◆ Exercises:
• A. According to the text on the 1849 Act below, in what year was the East India Company dissolved?
• B. Translate this sentence from the text on the 1849 Act below into Spanish: "The 1849 Act is now spent and may be repealed in whole."

◆ Article:
'''

Status of the 1849 Act

9. The function of the 1849 Act was to incorporate the Great Indian Peninsula Railway Company as a formal statutory entity, to establish the body's constitution and to give it powers both to enter into contracts and to raise capital moneys for its construction project. The quasi-governmental East India Company was made integral to the railway company's viability and operation.

10. The 1849 Act was the first in a series of local Acts which spanned the period 1849 to 1927. Section 7 of the 1849 Act was repealed by subsequent railway legislation enacted in 1854 (see below).[291]

11. The Great Indian Peninsula Railway Company survived until about 1900 when - in all probability - it was dissolved. The East India Company was dissolved in 1874, although some of its functions continued to be fulfilled by the then government of India.

12. The 1849 Act is now spent and may be repealed in whole.

Extent

13. The 1849 Act related principally to the affairs of the Great Indian Peninsula Railway Company. That company operated in India and in Great Britain, with its head office based in London.

14. The Act applied to Great Britain, India (in the states of Maharashtra, Gujarat and Rajasthan) and Pakistan.

'''

◆ Dataset records:
'''

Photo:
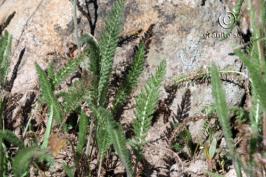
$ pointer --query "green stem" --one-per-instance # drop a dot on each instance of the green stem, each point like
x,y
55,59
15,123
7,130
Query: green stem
x,y
48,130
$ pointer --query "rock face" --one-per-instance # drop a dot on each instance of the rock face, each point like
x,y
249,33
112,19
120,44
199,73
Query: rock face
x,y
186,34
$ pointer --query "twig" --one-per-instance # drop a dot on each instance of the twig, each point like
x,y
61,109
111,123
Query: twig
x,y
76,24
15,71
6,22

'''

◆ Answers to the tasks:
• A. 1874

• B. La Ley de 1849 ya ha agotado sus efectos y puede ser derogada en su totalidad.